1. Introduction
Image enhancement is the process of applying specific techniques to boost an image’s visual quality. These techniques can imply diverse criteria, such as increasing the image contrast, noise reduction, highlighting relevant details, or adjusting brightness and color saturation. The main goal of image enhancements is to make the information within the image more easily interpretable and perceptible to human viewers, as well as to boost the automatic process of applications such as pattern recognition, medical analysis, and computer vision, among others [
1,
2,
3].
Traditional image enhancement methods are divided into two well-defined categories [
4,
5]. The first one is the spatial domain enhancement that directly modifies pixel values to adjust aspects such as contrast and image detail, using techniques like smoothing and highlighting filters. The second one is the frequency domain enhancement, which transforms the image into a mathematical domain to adjust the frequency components, allowing fine detail enhancement and reduction of undesirable patterns through techniques such as high-pass or low-pass filtering. Both categories have specific applications and are chosen according to the type of improvement desired.
It is remarkable that not all images require the same enhancement process since the enhancement strategy relies upon the image’s specific characteristics. For example, a low-contrast image can significantly benefit from spatial domain enhancement techniques, like the contrast adjustment or the histogram equalization approach, which enhance the image’s sharpness [
6,
7]. On the other hand, in medical images such as magnetic resonances, the fine details highlighting can be critical; therefore, frequency domain enhancement techniques are more suitable for adjusting the high frequencies and spotlighting the image’s internal structures [
8]. Hence, there is no unique ideal operator for all images, and there is no unique quantitative metric that automatically evaluates the image quality. Automatic image enhancement is a process that produces enhanced images without human intervention and is an extremely complicated task in image processing [
9].
Image enhancement methods are commonly parametric, implying that their efficacy significantly relies upon fine-tuning various parameters. Within this context, evolutionary algorithms (EAs) stand out as highly effective tools. Pioneer work in this area is that of Bhandarkar, et al. [
10], where a genetic algorithm (GA) is employed for an image segmentation problem. The outcomes showed that the GA outperforms traditional image segmentation methods regarding accuracy and robustness against noise. In the following years, numerous studies have proposed different approaches to address image enhancement problems through EAs. In [
11], an optimization-based process solved through the particle swarm optimization (PSO) algorithm is employed to enhance the contrast and details of images by adjusting the parameters of the transformation function. This adjustment takes into account the relationship between local and global information. Subsequently, in [
12], an accelerated variant of PSO for the aforementioned transformation function is proposed, achieving a more efficient algorithm in terms of convergence.

Work to be completed:
Say whether each of these statements agrees with the introduction on image enhancement, answering yes or no and quoting the deciding words of the text. 1. Spatial domain enhancement works by directly changing pixel values. 2. A single quantitative metric exists that automatically evaluates image quality. 3. Bhandarkar, et al. used particle swarm optimization for an image segmentation problem.

[Referring expression data]
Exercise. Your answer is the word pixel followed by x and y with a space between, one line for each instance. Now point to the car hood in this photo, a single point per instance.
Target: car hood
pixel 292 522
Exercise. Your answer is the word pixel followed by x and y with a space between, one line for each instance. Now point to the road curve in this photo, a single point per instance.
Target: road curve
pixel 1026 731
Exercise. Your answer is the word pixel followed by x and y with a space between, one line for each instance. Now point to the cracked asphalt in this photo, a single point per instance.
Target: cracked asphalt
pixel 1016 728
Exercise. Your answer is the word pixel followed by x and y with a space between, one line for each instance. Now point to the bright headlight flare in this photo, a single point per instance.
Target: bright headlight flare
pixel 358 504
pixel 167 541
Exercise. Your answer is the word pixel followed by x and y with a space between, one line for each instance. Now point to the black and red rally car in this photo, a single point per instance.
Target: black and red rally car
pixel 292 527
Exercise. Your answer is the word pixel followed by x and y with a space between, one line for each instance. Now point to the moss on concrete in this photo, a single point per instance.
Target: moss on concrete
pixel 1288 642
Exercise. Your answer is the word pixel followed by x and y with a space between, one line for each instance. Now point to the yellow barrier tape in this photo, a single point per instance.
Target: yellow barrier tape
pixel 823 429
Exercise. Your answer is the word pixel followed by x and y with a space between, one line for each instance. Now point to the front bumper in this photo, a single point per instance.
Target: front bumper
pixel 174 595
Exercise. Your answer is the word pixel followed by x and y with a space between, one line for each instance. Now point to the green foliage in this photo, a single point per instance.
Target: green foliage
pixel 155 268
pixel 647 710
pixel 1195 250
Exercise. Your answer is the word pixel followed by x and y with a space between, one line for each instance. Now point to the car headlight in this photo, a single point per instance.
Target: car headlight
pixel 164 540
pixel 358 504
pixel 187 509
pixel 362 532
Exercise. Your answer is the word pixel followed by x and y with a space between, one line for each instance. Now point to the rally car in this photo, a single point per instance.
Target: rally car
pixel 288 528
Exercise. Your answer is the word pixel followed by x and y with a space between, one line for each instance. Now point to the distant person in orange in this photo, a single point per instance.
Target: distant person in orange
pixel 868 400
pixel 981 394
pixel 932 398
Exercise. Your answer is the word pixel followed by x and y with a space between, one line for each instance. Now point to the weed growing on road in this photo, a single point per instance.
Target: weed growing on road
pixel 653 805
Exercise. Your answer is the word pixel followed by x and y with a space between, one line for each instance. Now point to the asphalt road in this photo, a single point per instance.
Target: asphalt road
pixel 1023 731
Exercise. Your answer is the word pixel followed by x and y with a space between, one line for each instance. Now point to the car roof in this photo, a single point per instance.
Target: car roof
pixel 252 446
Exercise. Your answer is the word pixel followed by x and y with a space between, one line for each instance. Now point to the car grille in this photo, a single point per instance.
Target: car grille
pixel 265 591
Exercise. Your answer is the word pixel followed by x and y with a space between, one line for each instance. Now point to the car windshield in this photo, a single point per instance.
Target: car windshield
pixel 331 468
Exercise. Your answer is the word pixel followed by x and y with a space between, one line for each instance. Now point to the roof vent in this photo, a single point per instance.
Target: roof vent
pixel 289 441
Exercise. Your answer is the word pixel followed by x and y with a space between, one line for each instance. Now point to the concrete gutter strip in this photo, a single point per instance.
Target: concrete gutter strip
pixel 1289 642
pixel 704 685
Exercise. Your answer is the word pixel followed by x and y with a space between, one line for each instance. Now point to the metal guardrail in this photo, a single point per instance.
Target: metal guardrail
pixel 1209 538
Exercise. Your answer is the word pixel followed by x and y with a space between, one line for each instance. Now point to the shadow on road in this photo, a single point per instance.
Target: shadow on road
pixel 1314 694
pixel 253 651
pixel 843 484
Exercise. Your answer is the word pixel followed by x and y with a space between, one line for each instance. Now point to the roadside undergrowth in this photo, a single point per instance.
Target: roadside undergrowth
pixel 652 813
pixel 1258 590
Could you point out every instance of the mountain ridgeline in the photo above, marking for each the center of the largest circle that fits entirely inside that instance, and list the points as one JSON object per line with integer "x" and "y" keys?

==

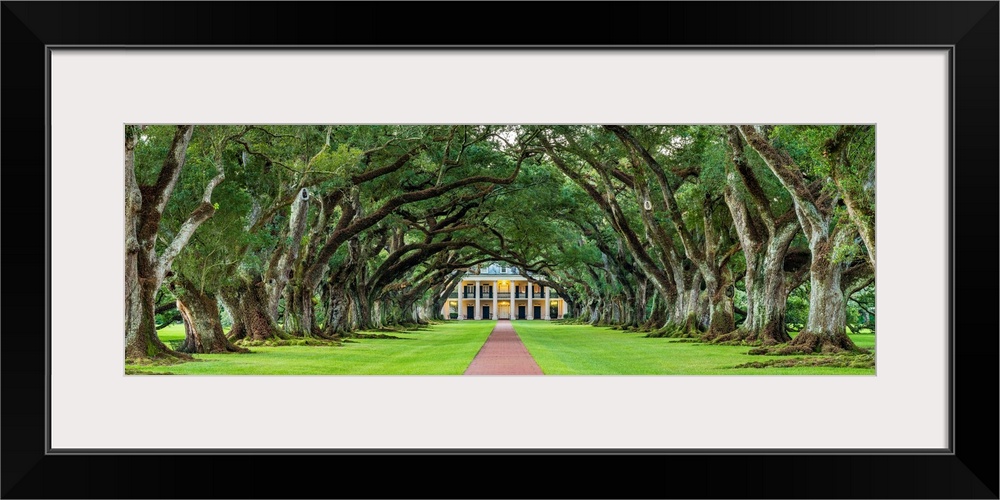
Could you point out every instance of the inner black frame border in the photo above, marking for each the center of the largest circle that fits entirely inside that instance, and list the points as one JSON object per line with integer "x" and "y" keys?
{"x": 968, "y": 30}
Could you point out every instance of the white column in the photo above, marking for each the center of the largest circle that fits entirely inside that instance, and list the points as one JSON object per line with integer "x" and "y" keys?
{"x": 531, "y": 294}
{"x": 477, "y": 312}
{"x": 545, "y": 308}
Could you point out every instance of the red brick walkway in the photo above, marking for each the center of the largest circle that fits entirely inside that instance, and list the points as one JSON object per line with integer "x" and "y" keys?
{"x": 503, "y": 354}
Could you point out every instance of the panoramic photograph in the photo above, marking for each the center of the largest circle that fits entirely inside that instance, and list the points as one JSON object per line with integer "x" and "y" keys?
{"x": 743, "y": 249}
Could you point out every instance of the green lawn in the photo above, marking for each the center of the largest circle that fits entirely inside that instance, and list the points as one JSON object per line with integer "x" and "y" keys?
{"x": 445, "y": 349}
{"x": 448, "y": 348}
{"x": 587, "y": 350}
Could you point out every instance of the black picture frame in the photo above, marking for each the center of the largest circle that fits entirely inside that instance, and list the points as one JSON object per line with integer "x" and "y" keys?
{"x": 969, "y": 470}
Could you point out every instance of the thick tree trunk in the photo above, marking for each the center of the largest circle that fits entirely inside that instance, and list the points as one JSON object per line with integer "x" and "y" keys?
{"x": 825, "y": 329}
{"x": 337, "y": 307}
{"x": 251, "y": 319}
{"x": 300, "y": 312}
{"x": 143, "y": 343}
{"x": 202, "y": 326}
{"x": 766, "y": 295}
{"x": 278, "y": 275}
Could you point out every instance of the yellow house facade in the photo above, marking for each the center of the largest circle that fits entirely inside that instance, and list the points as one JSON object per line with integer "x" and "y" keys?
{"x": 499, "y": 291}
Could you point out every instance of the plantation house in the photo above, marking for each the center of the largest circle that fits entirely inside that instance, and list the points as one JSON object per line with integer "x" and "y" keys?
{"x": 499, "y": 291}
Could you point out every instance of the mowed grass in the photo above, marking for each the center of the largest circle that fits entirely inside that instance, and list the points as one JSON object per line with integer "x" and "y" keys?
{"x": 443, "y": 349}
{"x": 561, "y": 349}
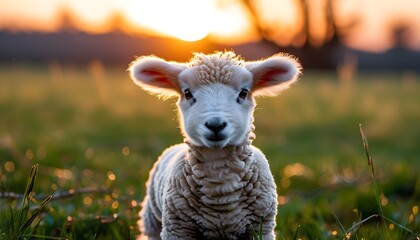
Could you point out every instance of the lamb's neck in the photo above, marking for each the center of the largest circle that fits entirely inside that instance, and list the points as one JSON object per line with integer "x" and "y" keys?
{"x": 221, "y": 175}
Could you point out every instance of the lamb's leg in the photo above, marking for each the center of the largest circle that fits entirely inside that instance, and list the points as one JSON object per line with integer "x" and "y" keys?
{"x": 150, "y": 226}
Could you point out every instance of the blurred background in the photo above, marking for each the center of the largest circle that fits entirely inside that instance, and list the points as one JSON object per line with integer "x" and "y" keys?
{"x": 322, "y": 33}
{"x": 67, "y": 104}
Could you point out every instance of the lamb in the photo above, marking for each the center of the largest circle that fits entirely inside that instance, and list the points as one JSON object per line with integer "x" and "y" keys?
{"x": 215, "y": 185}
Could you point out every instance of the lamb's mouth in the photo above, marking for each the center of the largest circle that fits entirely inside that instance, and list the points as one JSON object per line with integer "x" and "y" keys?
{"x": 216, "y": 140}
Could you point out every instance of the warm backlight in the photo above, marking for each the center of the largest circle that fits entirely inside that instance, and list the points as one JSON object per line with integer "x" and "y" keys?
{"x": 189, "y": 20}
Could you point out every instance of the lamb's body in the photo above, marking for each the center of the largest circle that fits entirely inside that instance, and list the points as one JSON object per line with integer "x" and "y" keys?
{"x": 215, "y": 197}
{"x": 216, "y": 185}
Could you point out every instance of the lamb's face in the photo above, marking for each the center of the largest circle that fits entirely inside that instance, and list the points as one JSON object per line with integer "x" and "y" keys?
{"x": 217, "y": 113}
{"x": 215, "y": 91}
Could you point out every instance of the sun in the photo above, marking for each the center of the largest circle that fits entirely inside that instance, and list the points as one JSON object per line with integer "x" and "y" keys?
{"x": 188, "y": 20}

Answer space:
1. Yes: "the spatial domain enhancement that directly modifies pixel values"
2. No: "there is no unique quantitative metric that automatically evaluates the image quality"
3. No: "a genetic algorithm (GA) is employed for an image segmentation problem"